Exercise goal =
Copy the following items word for word, starting with the line that contains "of the child's" and ending after the line that contains "column 9, row 95".

Begin Data provided

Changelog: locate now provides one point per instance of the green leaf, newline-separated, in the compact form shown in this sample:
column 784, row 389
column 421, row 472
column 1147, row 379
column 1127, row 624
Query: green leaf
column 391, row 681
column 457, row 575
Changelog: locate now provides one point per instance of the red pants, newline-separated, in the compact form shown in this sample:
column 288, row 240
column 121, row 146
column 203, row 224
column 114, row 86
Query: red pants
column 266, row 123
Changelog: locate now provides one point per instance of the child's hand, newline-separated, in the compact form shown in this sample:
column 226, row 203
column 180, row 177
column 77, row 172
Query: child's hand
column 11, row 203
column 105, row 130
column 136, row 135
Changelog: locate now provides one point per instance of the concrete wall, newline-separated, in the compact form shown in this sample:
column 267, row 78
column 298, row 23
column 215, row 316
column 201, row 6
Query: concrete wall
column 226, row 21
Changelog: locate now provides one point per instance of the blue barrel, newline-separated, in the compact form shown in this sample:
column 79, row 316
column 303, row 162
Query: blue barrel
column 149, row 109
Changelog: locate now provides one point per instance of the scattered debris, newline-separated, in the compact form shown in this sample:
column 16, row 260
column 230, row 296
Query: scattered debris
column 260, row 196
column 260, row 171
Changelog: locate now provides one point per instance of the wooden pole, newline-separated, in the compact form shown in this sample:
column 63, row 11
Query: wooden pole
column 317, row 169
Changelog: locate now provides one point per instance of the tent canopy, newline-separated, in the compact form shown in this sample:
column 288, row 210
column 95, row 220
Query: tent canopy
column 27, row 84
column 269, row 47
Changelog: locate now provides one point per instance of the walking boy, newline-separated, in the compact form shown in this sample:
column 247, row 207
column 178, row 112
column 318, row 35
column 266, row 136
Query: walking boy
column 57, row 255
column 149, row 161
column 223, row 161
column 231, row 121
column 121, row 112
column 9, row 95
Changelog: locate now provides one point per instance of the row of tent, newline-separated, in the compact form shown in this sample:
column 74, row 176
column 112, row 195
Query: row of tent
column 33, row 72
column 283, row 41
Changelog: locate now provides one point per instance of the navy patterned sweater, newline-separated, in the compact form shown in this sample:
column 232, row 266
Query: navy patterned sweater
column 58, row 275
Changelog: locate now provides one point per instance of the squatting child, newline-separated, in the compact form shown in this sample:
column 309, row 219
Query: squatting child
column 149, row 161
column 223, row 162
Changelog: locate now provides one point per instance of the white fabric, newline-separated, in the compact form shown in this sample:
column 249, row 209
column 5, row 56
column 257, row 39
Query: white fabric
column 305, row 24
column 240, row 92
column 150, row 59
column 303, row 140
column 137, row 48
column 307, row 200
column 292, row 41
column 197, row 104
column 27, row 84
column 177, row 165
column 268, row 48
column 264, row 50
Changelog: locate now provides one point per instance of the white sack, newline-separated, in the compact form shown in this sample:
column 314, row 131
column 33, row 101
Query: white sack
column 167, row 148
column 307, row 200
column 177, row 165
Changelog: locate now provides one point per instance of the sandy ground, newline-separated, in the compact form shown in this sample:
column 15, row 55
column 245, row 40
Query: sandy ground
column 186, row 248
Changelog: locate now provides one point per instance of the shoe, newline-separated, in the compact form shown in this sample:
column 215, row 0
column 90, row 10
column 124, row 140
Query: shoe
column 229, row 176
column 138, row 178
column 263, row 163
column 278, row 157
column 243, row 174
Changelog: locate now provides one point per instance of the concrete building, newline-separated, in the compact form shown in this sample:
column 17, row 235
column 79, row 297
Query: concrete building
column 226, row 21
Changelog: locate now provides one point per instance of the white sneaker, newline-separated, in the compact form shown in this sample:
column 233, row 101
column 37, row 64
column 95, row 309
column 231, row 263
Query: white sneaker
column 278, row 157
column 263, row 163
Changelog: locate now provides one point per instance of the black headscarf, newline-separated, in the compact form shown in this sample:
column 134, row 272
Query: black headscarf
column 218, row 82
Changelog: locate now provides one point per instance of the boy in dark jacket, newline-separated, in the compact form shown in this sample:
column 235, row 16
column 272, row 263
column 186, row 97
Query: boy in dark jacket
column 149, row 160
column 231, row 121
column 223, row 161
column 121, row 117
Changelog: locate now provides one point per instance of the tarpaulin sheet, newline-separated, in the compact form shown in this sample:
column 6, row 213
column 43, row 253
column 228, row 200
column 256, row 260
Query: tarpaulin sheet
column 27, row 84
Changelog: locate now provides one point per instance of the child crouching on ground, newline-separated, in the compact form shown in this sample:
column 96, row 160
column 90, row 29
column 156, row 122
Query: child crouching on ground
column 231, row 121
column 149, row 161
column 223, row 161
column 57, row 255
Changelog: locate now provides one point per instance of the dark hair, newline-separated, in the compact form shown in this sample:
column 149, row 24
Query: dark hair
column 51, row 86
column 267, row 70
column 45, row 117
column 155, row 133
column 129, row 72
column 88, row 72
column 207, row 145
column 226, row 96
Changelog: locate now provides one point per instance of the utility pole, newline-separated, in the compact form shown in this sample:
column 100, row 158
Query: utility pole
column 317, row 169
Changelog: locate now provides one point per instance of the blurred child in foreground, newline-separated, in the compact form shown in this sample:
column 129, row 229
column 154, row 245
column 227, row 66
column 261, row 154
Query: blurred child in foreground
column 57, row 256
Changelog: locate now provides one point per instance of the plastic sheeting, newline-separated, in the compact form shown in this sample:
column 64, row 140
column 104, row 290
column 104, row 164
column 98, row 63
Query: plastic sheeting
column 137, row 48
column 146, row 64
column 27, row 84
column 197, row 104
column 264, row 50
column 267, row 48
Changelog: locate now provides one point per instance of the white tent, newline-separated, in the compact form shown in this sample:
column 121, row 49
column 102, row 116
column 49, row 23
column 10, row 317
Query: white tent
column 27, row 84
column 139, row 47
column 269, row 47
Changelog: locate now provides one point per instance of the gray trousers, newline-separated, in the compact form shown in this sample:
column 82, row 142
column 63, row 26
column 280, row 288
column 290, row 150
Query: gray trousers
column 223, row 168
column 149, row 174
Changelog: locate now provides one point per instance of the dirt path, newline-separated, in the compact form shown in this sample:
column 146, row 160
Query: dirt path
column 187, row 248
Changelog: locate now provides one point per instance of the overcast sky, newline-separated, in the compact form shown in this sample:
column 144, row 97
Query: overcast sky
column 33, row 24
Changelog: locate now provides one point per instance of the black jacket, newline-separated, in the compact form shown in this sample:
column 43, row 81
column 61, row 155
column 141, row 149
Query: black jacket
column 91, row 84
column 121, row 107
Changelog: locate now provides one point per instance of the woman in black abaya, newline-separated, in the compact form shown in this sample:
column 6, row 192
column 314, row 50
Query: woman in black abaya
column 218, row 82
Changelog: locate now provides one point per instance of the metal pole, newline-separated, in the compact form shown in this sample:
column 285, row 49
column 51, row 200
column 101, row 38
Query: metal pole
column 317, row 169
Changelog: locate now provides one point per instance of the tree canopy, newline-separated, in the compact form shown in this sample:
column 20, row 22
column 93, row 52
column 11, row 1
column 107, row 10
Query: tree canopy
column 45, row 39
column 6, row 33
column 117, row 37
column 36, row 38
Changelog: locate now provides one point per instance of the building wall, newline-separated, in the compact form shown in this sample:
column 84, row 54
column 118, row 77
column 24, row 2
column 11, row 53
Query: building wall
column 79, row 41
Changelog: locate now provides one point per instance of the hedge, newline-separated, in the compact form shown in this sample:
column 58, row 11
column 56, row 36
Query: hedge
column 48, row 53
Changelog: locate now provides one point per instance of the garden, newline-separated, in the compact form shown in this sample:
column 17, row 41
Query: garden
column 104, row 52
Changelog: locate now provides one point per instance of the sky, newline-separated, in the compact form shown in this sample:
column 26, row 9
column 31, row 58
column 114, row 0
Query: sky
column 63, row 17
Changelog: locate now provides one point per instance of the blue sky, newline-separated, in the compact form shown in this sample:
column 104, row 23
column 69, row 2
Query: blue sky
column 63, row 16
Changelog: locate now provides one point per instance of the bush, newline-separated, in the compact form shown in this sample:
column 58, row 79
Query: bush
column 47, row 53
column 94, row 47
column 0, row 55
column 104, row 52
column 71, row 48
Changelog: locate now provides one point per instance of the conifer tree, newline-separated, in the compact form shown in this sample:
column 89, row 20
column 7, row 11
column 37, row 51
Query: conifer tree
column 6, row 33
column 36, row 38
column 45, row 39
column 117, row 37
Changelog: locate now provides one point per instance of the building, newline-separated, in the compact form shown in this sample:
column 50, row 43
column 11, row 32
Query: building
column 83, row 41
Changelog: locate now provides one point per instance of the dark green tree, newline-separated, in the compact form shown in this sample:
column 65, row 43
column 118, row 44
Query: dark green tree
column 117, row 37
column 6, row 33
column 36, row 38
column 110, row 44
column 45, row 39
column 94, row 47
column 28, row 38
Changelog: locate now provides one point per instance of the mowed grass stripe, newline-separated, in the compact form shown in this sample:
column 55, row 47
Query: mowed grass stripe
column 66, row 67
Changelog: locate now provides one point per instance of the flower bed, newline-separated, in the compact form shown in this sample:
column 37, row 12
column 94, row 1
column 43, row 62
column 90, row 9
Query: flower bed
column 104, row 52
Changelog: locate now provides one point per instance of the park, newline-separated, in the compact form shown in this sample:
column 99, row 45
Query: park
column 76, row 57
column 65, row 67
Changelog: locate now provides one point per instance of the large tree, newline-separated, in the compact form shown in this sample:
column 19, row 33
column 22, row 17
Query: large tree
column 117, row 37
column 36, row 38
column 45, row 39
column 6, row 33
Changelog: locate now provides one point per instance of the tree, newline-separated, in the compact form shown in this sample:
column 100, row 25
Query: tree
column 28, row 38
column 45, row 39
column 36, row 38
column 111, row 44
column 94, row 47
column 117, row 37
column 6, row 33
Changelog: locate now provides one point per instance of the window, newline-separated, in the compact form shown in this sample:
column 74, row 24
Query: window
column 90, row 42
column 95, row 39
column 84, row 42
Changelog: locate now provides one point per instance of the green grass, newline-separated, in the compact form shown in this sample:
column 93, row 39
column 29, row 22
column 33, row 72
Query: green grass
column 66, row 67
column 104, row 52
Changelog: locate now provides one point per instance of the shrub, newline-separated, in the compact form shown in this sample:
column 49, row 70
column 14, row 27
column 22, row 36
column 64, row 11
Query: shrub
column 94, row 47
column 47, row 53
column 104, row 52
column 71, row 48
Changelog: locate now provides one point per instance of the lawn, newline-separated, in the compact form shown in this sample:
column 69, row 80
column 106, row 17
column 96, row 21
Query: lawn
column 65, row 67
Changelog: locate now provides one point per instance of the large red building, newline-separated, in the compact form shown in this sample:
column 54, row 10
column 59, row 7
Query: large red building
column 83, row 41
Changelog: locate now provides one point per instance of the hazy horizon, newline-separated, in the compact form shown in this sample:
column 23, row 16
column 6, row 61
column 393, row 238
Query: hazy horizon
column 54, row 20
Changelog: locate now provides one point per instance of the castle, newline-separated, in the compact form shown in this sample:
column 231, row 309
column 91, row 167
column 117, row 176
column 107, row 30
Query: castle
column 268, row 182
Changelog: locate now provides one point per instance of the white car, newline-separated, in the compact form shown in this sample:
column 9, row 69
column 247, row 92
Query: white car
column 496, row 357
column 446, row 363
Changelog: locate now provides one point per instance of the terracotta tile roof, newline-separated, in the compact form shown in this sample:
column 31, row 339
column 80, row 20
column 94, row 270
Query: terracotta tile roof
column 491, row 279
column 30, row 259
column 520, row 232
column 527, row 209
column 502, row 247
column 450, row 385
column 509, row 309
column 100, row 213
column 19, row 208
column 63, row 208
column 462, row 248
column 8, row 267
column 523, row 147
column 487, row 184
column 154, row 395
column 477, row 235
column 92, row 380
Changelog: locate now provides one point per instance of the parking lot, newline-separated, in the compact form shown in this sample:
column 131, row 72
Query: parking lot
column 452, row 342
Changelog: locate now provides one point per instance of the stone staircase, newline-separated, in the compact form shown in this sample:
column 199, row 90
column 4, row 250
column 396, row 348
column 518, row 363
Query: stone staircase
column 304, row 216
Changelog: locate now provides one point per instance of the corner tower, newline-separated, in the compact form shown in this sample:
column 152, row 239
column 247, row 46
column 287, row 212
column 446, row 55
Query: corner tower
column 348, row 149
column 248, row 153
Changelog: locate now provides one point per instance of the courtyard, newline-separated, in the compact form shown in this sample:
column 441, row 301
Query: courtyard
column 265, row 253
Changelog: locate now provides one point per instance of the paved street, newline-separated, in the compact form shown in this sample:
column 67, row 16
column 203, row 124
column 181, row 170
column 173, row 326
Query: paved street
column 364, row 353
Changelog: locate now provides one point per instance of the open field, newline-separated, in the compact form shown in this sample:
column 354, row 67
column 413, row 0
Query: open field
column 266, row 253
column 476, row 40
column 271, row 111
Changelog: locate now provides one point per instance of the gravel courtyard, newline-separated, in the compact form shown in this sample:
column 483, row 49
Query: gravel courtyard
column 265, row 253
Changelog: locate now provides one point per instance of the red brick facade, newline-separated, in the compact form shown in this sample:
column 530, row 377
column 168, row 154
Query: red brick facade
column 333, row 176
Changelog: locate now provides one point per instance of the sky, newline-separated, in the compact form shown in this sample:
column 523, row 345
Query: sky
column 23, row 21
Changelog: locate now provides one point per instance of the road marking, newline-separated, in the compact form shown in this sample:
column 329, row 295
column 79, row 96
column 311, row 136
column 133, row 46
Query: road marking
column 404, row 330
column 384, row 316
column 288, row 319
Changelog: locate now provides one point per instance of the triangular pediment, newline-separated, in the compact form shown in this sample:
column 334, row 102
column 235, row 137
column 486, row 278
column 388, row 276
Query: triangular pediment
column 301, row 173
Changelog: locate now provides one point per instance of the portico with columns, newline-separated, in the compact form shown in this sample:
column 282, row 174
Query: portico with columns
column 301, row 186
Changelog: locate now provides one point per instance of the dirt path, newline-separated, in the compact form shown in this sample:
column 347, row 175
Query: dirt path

End Data provided

Problem solution =
Changelog: locate now provides one point per instance of the child's hand, newline-separated, in the compact form shown in this sample:
column 226, row 203
column 180, row 177
column 77, row 172
Query: child's hand
column 11, row 203
column 105, row 130
column 136, row 135
Changelog: locate now provides one point per instance of the concrete wall, newline-separated, in the compact form shown in this sample:
column 267, row 78
column 298, row 23
column 215, row 316
column 201, row 6
Query: concrete wall
column 226, row 21
Changelog: locate now provides one point per instance of the blue barrel, newline-separated, in the compact form shown in this sample:
column 79, row 316
column 303, row 162
Query: blue barrel
column 149, row 109
Changelog: locate now provides one point per instance of the scattered debris, newline-separated, in the compact form shown in this sample:
column 16, row 260
column 230, row 296
Query: scattered debris
column 260, row 196
column 260, row 171
Changelog: locate now provides one point per instance of the wooden pole, newline-separated, in the compact form shown in this sample:
column 63, row 11
Query: wooden pole
column 317, row 169
Changelog: locate now provides one point per instance of the tent canopy, newline-separated, in the compact form shown in this sample:
column 288, row 210
column 95, row 220
Query: tent canopy
column 27, row 84
column 269, row 47
Changelog: locate now provides one point per instance of the walking boy, newline-separated, in the compact form shown in this sample:
column 247, row 207
column 178, row 112
column 318, row 35
column 266, row 136
Query: walking boy
column 57, row 255
column 149, row 161
column 223, row 161
column 231, row 121
column 121, row 112
column 9, row 95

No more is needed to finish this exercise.